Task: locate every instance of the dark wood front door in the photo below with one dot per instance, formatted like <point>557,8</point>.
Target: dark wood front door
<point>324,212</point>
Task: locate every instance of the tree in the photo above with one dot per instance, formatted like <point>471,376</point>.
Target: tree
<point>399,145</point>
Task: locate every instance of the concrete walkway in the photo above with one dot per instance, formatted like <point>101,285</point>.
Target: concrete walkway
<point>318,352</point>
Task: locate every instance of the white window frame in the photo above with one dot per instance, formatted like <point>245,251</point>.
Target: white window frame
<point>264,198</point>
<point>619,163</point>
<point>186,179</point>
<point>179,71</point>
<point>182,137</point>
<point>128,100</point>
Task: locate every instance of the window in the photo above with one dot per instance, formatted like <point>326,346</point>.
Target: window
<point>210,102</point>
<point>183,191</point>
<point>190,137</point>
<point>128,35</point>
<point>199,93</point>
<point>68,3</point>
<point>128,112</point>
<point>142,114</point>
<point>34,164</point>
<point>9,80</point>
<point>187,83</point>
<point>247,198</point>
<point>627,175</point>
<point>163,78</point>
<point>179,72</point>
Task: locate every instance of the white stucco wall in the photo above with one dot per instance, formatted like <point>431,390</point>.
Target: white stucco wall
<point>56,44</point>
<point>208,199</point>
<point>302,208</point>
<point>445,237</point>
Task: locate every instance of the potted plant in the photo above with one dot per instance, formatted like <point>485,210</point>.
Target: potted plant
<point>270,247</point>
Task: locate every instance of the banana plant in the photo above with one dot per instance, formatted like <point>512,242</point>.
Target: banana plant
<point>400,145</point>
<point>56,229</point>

-.-.-

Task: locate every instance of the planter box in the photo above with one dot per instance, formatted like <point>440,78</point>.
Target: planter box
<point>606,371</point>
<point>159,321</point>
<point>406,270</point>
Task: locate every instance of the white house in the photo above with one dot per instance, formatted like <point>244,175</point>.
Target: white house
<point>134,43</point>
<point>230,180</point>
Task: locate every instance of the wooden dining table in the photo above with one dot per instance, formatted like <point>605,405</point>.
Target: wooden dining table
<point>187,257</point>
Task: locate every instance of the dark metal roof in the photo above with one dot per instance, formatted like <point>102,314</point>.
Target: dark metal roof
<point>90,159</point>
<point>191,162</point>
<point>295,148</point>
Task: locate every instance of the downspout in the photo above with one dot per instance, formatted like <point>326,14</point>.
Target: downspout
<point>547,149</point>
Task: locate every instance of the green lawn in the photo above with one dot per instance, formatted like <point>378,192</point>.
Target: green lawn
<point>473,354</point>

-.-.-

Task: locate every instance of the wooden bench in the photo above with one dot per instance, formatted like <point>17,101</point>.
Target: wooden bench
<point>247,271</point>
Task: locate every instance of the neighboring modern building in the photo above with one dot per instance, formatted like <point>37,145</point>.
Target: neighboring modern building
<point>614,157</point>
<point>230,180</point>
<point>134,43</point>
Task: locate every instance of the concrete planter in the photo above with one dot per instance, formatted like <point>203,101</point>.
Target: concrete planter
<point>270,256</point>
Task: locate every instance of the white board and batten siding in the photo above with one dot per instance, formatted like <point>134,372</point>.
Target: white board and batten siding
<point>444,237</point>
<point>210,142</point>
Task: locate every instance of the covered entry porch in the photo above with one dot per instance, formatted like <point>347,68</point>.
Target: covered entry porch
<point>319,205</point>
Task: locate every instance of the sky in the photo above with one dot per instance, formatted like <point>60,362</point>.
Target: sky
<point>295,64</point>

-.-.-

### The task
Edit the records from the line containing "Task: locate every instance of the white house" through the line containing "<point>187,257</point>", replacing "wooden dining table" with "wooden picnic table" and changing nothing else. Return only those lines.

### Exercise result
Task: locate every instance of the white house in the photo above with one dot per instance, formatted like <point>244,175</point>.
Target: white house
<point>134,43</point>
<point>230,180</point>
Task: locate every instance of the wooden picnic table in the photo above with one dot per instance, formatted like <point>605,405</point>.
Target: wooden picnic table
<point>187,257</point>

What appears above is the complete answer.